### Material for this task
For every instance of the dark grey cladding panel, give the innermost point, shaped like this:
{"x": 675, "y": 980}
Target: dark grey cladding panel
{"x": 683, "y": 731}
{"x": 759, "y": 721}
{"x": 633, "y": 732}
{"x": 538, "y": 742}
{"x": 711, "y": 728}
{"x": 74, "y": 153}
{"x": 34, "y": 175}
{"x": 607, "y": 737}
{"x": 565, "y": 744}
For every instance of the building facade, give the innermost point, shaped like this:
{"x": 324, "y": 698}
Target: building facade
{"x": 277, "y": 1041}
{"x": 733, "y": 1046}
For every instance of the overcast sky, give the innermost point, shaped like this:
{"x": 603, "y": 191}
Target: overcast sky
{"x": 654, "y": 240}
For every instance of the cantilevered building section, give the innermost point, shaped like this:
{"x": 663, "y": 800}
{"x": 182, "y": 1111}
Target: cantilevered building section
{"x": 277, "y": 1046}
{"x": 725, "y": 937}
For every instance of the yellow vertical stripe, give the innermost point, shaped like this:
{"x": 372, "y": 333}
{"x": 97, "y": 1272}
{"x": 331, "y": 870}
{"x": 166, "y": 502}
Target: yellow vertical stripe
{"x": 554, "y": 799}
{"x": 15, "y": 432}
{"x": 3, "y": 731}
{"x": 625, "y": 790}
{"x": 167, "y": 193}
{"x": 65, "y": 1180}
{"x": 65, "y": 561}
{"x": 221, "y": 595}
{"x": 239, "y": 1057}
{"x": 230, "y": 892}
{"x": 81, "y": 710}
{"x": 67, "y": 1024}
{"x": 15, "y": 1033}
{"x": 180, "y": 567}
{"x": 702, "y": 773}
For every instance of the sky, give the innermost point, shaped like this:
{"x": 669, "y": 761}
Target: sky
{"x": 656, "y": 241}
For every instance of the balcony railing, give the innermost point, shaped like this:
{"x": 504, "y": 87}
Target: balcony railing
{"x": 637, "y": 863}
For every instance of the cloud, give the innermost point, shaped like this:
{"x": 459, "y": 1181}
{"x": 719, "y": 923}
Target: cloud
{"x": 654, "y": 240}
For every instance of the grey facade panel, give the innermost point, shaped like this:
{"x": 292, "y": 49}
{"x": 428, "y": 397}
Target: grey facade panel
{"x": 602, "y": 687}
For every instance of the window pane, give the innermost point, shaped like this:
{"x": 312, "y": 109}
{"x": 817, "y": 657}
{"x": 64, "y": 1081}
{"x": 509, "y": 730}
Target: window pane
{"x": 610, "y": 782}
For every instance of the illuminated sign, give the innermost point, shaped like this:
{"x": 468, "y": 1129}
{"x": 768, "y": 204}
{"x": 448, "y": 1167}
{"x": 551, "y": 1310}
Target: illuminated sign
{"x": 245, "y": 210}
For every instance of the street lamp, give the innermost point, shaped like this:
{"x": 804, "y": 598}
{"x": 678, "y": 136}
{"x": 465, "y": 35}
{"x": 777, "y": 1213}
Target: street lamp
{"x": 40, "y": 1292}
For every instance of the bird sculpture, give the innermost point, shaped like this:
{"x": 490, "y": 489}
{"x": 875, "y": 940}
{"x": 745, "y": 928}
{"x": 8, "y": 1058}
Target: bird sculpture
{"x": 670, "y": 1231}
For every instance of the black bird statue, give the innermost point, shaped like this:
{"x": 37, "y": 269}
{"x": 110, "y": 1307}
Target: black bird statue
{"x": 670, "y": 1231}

### Exercise
Transcribe the data above in its entirety, exactly.

### Exercise output
For every instance of the dark grey cladding panel, give the innermost point, shaped like this:
{"x": 675, "y": 980}
Target: dark grey cladding panel
{"x": 683, "y": 731}
{"x": 759, "y": 721}
{"x": 633, "y": 732}
{"x": 538, "y": 742}
{"x": 711, "y": 728}
{"x": 74, "y": 153}
{"x": 34, "y": 175}
{"x": 607, "y": 737}
{"x": 565, "y": 744}
For every instance of the building facade, give the innermost point, shaped like this:
{"x": 324, "y": 698}
Target: building facade
{"x": 277, "y": 1041}
{"x": 733, "y": 1046}
For every instance of the overcast sky, give the innermost point, shaped like this:
{"x": 603, "y": 191}
Target: overcast sky
{"x": 654, "y": 240}
For every instance of the cantilevered building section, give the innermost point, shaped like this:
{"x": 663, "y": 800}
{"x": 182, "y": 1111}
Target: cantilevered building section
{"x": 277, "y": 1046}
{"x": 725, "y": 937}
For every instance of the yellow vertical stripe, give the innermost point, shaped like this:
{"x": 372, "y": 333}
{"x": 97, "y": 1272}
{"x": 331, "y": 870}
{"x": 166, "y": 502}
Target: yellow vertical stripe
{"x": 554, "y": 799}
{"x": 15, "y": 432}
{"x": 3, "y": 731}
{"x": 625, "y": 790}
{"x": 167, "y": 193}
{"x": 65, "y": 1180}
{"x": 65, "y": 561}
{"x": 221, "y": 595}
{"x": 239, "y": 1057}
{"x": 230, "y": 892}
{"x": 81, "y": 710}
{"x": 67, "y": 1024}
{"x": 15, "y": 1033}
{"x": 180, "y": 567}
{"x": 702, "y": 773}
For every instance of the sky, give the innermost point, shaped like this:
{"x": 669, "y": 761}
Target: sky
{"x": 656, "y": 241}
For every instance of the balcony railing, give the innermost point, shaped like this:
{"x": 504, "y": 87}
Target: balcony railing
{"x": 637, "y": 863}
For every instance of the cloud, give the innermost point, shaped like this:
{"x": 459, "y": 1181}
{"x": 719, "y": 923}
Target: cloud
{"x": 654, "y": 240}
For every instance of the grey facade panel, give the innermost point, shaped like this:
{"x": 292, "y": 49}
{"x": 428, "y": 397}
Target: grey facade panel
{"x": 602, "y": 687}
For every instance of the window pane, give the innermost point, shaped like this:
{"x": 312, "y": 109}
{"x": 817, "y": 657}
{"x": 64, "y": 1081}
{"x": 509, "y": 730}
Target: window pane
{"x": 610, "y": 782}
For every instance of the illuminated sign, give the innermost point, shaped like this:
{"x": 468, "y": 1129}
{"x": 768, "y": 204}
{"x": 448, "y": 1167}
{"x": 551, "y": 1310}
Target: illuminated sign
{"x": 245, "y": 210}
For every instance of the street lamp, give the innermost point, shaped like this:
{"x": 804, "y": 598}
{"x": 678, "y": 136}
{"x": 465, "y": 35}
{"x": 777, "y": 1213}
Target: street lamp
{"x": 40, "y": 1292}
For every instance of the bird sculpture, give the innermost point, shaped like this:
{"x": 490, "y": 489}
{"x": 875, "y": 940}
{"x": 745, "y": 928}
{"x": 8, "y": 1058}
Target: bird sculpture
{"x": 670, "y": 1231}
For every instance of the black bird statue, give the innermost point, shaped like this:
{"x": 37, "y": 269}
{"x": 110, "y": 1307}
Target: black bird statue
{"x": 670, "y": 1231}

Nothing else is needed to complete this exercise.